Natural language region descriptions
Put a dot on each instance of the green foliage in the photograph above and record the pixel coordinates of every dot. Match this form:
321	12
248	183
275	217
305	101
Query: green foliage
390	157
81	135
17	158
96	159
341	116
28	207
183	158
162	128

→ **WHAT IS NEEDED**
Each line above should be duplicated without any alteration.

→ **EXPECTED ANSWER**
Put a dot on each instance of the green foliage in the photograph above and record the pixel coordinates of every dot. Match this form:
321	12
248	183
275	217
305	101
Query: green foliage
390	157
81	135
17	158
96	159
341	116
28	207
183	158
162	128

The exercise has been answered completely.